◆ To be done:
Locate every line in the records that contains the word "shower" and copy each of those lines.

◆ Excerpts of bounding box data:
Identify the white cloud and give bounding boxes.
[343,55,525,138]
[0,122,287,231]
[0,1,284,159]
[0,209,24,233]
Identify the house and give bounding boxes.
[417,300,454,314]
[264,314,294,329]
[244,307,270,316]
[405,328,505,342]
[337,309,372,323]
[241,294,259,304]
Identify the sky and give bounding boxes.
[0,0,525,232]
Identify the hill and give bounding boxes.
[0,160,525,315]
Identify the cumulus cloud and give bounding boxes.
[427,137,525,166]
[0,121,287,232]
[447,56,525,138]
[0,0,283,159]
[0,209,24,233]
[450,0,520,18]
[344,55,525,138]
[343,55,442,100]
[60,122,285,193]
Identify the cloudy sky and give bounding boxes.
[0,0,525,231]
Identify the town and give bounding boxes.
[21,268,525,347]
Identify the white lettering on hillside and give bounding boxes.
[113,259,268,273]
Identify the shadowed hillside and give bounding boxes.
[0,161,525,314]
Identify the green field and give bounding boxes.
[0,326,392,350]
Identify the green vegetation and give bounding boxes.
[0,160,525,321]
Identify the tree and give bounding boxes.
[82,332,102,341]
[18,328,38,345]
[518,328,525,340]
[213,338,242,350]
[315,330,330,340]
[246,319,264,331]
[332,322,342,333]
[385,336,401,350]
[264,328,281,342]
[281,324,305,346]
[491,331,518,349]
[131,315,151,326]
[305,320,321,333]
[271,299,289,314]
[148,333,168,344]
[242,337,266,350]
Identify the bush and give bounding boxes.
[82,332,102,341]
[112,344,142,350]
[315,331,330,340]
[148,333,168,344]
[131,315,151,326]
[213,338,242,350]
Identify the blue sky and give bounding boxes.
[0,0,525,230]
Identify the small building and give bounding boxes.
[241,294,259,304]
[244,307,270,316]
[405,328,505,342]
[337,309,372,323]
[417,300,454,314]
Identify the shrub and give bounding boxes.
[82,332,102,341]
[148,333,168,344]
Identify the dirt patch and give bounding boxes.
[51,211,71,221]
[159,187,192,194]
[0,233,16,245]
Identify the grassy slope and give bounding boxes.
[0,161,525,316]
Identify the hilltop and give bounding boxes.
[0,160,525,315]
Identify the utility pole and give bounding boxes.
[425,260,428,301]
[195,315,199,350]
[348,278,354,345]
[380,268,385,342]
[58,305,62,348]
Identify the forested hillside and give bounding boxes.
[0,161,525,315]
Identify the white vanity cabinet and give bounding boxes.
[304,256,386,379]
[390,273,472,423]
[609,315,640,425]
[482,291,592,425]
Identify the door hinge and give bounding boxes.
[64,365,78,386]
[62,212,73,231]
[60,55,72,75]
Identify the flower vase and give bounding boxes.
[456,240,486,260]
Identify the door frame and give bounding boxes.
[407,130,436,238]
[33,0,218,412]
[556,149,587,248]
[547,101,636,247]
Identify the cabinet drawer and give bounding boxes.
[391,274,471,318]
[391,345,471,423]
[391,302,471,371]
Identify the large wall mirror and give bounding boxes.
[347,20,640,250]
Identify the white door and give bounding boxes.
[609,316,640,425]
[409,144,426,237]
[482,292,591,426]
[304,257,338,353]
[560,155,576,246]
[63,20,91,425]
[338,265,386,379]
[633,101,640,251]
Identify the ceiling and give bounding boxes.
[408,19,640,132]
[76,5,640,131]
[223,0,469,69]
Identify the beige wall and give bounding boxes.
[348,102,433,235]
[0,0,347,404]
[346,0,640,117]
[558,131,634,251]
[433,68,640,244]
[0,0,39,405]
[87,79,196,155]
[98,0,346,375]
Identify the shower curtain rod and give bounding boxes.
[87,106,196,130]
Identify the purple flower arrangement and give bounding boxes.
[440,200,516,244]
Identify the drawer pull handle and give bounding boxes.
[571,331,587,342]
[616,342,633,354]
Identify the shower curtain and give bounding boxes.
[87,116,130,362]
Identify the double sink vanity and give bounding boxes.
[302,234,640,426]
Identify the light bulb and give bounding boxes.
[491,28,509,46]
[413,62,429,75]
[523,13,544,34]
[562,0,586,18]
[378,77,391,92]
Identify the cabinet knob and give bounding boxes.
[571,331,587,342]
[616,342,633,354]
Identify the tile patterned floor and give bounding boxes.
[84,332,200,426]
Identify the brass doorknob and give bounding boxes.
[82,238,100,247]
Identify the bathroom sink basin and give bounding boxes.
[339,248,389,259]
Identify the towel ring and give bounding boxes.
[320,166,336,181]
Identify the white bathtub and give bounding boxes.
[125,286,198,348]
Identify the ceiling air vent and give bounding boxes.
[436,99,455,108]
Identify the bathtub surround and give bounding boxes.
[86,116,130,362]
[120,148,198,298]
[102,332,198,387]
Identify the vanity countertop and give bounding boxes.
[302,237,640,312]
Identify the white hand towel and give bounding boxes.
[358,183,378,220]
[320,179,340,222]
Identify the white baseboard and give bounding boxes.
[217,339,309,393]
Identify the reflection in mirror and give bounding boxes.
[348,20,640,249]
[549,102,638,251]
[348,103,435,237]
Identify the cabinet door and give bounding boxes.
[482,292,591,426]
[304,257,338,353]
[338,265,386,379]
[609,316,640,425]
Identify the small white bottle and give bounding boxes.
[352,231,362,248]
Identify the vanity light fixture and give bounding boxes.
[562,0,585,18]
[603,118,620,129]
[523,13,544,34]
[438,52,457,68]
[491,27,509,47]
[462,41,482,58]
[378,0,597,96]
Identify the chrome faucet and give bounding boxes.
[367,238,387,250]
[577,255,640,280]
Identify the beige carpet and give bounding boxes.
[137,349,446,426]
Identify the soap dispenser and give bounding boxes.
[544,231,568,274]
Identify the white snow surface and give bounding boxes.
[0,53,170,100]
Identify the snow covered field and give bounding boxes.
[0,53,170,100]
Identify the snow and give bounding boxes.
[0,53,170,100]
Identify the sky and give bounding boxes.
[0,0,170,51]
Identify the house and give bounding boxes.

◆ Complete answer:
Identify the shower curtain rod and give bounding boxes.
Identify the shower curtain and give bounding boxes.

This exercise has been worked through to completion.